• Exercise objective
Repeat the listing word for word. No pictures belong in the copy.

______________________________

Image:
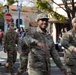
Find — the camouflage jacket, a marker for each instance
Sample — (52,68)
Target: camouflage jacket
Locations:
(69,43)
(37,35)
(10,40)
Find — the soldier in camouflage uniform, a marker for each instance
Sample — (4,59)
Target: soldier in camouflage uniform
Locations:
(41,46)
(24,55)
(10,41)
(69,43)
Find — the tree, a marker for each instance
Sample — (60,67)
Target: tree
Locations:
(44,5)
(10,2)
(1,11)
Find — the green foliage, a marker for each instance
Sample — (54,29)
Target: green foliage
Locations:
(10,2)
(44,5)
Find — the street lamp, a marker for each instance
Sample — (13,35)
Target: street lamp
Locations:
(19,6)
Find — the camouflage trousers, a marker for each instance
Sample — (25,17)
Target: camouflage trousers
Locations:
(11,59)
(71,69)
(23,64)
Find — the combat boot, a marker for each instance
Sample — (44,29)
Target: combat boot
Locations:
(19,73)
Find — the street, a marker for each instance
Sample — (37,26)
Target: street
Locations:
(3,56)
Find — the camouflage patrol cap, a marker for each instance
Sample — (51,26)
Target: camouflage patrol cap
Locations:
(74,20)
(11,24)
(42,16)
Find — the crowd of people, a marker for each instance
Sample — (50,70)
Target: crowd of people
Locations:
(36,46)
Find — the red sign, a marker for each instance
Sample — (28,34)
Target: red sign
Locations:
(8,17)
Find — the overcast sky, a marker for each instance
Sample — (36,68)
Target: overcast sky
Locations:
(24,2)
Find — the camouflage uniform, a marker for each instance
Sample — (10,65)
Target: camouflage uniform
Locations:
(10,41)
(69,43)
(38,58)
(23,56)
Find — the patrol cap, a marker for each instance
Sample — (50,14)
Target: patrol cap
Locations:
(74,20)
(11,24)
(42,16)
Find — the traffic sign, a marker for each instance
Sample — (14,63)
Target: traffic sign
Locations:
(8,17)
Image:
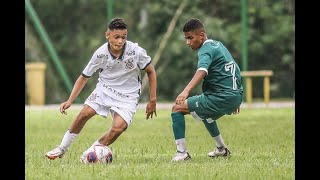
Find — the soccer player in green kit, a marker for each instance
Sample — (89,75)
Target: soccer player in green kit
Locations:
(222,90)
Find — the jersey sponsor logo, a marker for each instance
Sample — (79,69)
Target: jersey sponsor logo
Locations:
(115,92)
(129,63)
(102,55)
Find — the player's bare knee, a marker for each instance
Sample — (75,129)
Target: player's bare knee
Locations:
(117,130)
(175,108)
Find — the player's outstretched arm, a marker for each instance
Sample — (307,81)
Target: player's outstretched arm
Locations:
(152,105)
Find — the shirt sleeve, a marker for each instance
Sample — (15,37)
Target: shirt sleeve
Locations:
(204,60)
(143,60)
(94,64)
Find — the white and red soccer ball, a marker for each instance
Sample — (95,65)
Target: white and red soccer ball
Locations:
(99,153)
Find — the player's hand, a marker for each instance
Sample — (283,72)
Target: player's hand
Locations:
(181,97)
(64,106)
(151,109)
(237,111)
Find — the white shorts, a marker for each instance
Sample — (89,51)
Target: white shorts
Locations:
(103,103)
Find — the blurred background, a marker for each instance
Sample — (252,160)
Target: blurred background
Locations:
(63,35)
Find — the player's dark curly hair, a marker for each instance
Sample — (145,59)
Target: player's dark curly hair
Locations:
(117,23)
(193,24)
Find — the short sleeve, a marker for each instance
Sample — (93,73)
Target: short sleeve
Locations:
(94,64)
(204,59)
(143,60)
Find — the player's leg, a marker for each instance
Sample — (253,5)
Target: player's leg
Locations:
(179,128)
(206,109)
(119,125)
(85,114)
(221,149)
(122,119)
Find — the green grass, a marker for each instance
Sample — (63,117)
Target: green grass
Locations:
(261,141)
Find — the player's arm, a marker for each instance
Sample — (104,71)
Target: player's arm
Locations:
(152,76)
(78,86)
(197,78)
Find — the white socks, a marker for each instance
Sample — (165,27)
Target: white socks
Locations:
(219,141)
(67,140)
(181,145)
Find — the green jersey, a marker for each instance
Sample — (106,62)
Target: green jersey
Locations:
(223,73)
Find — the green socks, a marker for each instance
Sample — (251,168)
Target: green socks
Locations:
(212,128)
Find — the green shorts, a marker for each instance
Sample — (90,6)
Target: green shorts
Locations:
(215,105)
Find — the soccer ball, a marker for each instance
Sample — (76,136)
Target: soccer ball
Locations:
(98,153)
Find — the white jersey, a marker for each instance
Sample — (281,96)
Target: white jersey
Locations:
(119,77)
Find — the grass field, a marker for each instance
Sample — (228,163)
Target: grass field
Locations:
(262,144)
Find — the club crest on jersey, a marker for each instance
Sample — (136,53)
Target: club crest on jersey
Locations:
(131,53)
(102,55)
(129,63)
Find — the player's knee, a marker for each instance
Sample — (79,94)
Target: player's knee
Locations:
(175,108)
(117,130)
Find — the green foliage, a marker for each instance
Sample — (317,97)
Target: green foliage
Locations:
(77,28)
(261,142)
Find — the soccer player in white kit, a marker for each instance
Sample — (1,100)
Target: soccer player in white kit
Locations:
(119,63)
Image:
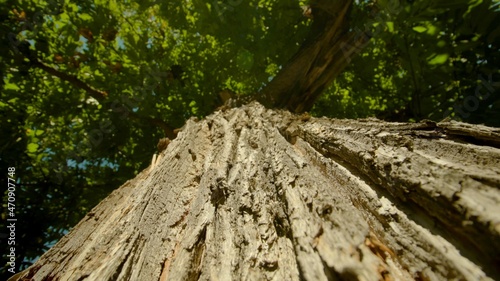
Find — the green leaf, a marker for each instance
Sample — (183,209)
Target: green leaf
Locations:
(420,29)
(32,147)
(438,59)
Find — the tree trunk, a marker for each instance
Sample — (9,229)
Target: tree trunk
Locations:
(258,194)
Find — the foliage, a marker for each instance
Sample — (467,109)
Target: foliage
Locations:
(88,88)
(427,59)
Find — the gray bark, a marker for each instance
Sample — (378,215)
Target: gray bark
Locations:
(257,194)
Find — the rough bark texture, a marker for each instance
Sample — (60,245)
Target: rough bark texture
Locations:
(257,194)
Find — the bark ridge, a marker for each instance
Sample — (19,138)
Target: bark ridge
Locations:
(258,194)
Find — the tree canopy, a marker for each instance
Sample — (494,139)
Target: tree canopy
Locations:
(88,89)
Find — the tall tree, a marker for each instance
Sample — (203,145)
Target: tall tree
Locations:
(88,89)
(257,194)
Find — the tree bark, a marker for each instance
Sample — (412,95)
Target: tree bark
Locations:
(257,194)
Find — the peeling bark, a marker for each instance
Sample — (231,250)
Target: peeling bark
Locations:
(258,194)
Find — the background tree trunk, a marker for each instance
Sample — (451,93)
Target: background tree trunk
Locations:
(258,194)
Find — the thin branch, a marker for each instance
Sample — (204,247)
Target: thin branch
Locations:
(72,79)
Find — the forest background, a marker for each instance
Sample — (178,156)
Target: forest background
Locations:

______________________________

• Full response
Image:
Find — the camouflage jacket, a marker for each instance
Sample — (52,68)
Target: camouflage jacket
Locations:
(69,43)
(37,35)
(10,40)
Find — the soldier in camouflage uniform, a marker for each instance
Sample — (4,59)
Target: soldier in camouflage uniform
Locations:
(41,46)
(24,55)
(10,41)
(69,43)
Find — the tree, a marker for each instance
Sample — (60,67)
Target: tree
Locations:
(44,5)
(10,2)
(1,11)
Find — the green foliage, a marker for each instance
Sample — (54,29)
Target: green foliage
Locations:
(10,2)
(44,5)
Find — the street lamp, a marker for each instance
Sample — (13,35)
Target: street lamp
Locations:
(19,6)
Find — the camouflage trousers, a marker for each instance
Sample — (25,17)
Target: camouflage trousers
Locations:
(11,59)
(71,69)
(23,64)
Find — the combat boot, a marker for each instance
Sample — (44,29)
Target: combat boot
Locations:
(19,73)
Find — the street, a marker for each instance
Sample — (37,26)
Target: street
Locations:
(3,56)
Find — the camouflage patrol cap, a marker for each instance
Sample — (51,26)
Target: camouflage patrol cap
Locations:
(74,20)
(11,24)
(42,16)
Find — the crowd of people, a marker for each instance
Sample — (50,70)
Target: crowd of people
Locations:
(36,46)
Find — the red sign, a marker for each instance
Sample — (28,34)
Target: red sign
Locations:
(8,17)
Find — the overcast sky, a marker for each instance
Sample — (36,68)
Target: overcast sky
Locations:
(24,2)
Find — the camouflage uniform, a marker for each instance
Sample — (10,65)
Target: camouflage uniform
Locations:
(10,41)
(69,43)
(38,58)
(23,56)
Find — the patrol cap, a marker for each instance
Sample — (50,14)
Target: patrol cap
Locations:
(74,20)
(11,24)
(42,16)
Find — the traffic sign, a marker for each instance
Sample — (14,63)
Target: traffic sign
Locations:
(8,17)
Image:
Find — the soccer player in green kit, a marker for each instance
Sample — (89,75)
Target: soccer player in green kit
Locations:
(222,90)
Find — the jersey sponsor logo, a marker for each instance
Sample — (79,69)
Target: jersey sponsor logo
Locations:
(115,92)
(129,63)
(102,55)
Find — the player's bare knee, a marker for each instance
Sample — (75,129)
Target: player's bare knee
Locations:
(117,130)
(175,108)
Find — the player's outstretched arm, a marker for each instance
Sample — (307,81)
Target: player's outstretched arm
Locations:
(152,105)
Find — the shirt sleeve, a marker for each instance
Sample — (15,37)
Target: shirt sleeve
Locations:
(204,60)
(143,60)
(94,64)
Find — the white and red soccer ball, a marker for each instance
Sample — (95,65)
Target: white and red soccer ball
Locations:
(99,153)
Find — the player's hand, a marker for each instance
Sample — (283,72)
Target: player's hand
Locations:
(181,97)
(64,106)
(151,109)
(237,111)
Find — the white shorts, a marker for each instance
Sample — (89,51)
Target: white shorts
Locations:
(103,103)
Find — the blurred background, a marker for each instance
Sample — (252,160)
Target: blurred background
Locations:
(63,35)
Find — the player's dark curly hair, a marker for each instance
Sample — (145,59)
Target: player's dark curly hair
Locations:
(117,23)
(193,24)
Find — the short sleeve, a marker for each instance
Sample — (93,73)
Target: short sleeve
Locations:
(94,64)
(204,59)
(143,60)
Find — the player's leg, a marker for each instance
Sample — (253,5)
Target: player's leg
Locations:
(179,128)
(206,109)
(119,125)
(85,114)
(221,149)
(122,119)
Find — the green grass, a marker for each instance
Sample — (63,117)
Target: green grass
Locations:
(261,141)
Find — the player's arm, a marker for each instance
Sample — (104,71)
Target: player's arm
Locations:
(152,76)
(78,86)
(197,78)
Find — the white socks, a marker for each instance
Sample — (165,27)
Target: white socks
Locations:
(219,141)
(67,140)
(181,145)
Find — the green jersey, a marker for each instance
Sample — (106,62)
Target: green jersey
Locations:
(223,73)
Find — the green socks, a marker for each instance
Sample — (251,168)
Target: green socks
Locations:
(212,128)
Find — the green shorts, a marker for each instance
Sample — (90,6)
Target: green shorts
Locations:
(215,105)
Find — the soccer ball, a marker for each instance
Sample — (76,136)
Target: soccer ball
Locations:
(98,153)
Find — the white jersey, a marker for each instance
Sample — (281,96)
Target: white jersey
Locations:
(119,77)
Find — the grass field, a marker for each instance
Sample — (228,163)
Target: grass field
Locations:
(262,144)
Find — the club crest on jersey, a marker for each instance
Sample — (136,53)
Target: club crest on jersey
Locations:
(131,53)
(102,55)
(129,63)
Find — the player's knee, a marker for each instance
Sample — (79,94)
Target: player's knee
Locations:
(175,108)
(117,130)
Find — the green foliage, a marker for each instance
Sample — (317,97)
Target: green foliage
Locations:
(77,28)
(261,142)
Find — the soccer player in white kit, a marker for each instance
Sample — (1,100)
Target: soccer player in white kit
Locations:
(119,63)
Image:
Find — the green leaf, a marker for each instance
Sample — (183,209)
Target: green leaf
Locations:
(420,29)
(32,147)
(438,59)
Find — the tree trunk, a marker for each instance
Sample — (9,229)
Target: tree trunk
Locations:
(258,194)
Find — the foliage, a marker for each instance
Sample — (467,109)
Target: foliage
Locations:
(88,88)
(427,59)
Find — the gray bark, a marker for each instance
Sample — (378,215)
Target: gray bark
Locations:
(257,194)
Find — the rough bark texture, a marker for each instance
Sample — (60,245)
Target: rough bark texture
Locations:
(257,194)
Find — the bark ridge, a marker for each instance
Sample — (19,138)
Target: bark ridge
Locations:
(258,194)
Find — the tree canopy, a marker for each instance
Sample — (494,139)
Target: tree canopy
Locations:
(88,89)
Find — the tall tree, a marker for each instance
Sample — (203,145)
Target: tall tree
Locations:
(88,89)
(257,194)
Find — the tree bark, a marker for each instance
Sample — (412,95)
Target: tree bark
Locations:
(257,194)
Find — the peeling bark, a marker for each instance
Sample — (231,250)
Target: peeling bark
Locations:
(258,194)
Find — the background tree trunk, a marker for each instance
Sample — (451,93)
Target: background tree trunk
Locations:
(258,194)
Find — the thin branch, a marker for each instance
Sample — (204,247)
Target: thin branch
Locations:
(72,79)
Find — the forest background, a marker for each instance
Sample — (178,156)
Target: forest background
Locations:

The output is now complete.